Request – Pick out and copy each line of the entries below that contains the string "target". Case matters.

Material shown –
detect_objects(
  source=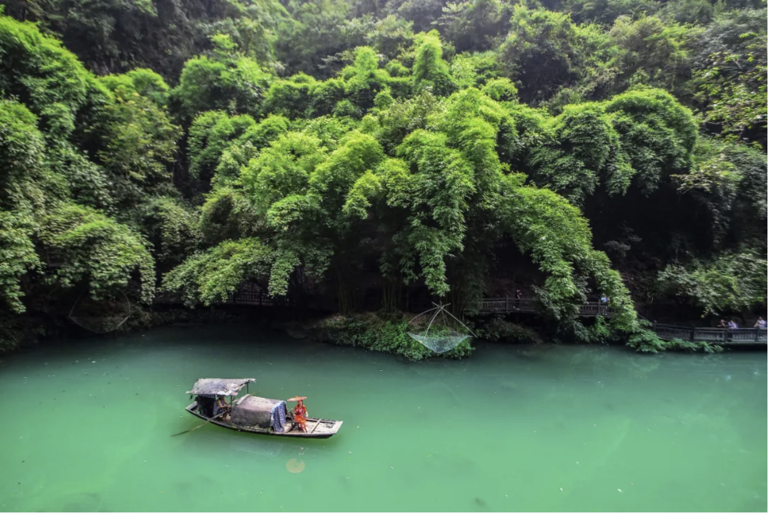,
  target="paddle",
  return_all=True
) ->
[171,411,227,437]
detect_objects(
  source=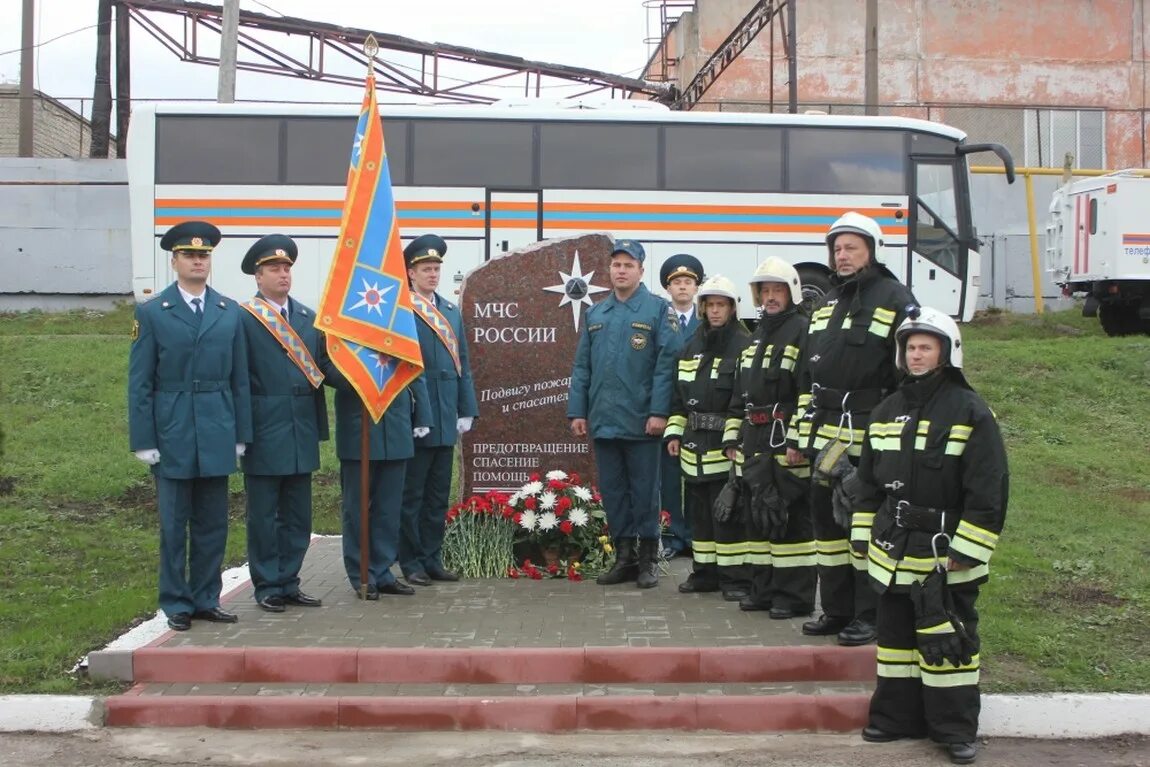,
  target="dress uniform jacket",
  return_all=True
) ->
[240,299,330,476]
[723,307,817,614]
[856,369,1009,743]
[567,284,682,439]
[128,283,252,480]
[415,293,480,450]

Solution to this problem –
  target="paddle",
  target="dress uniform jacket",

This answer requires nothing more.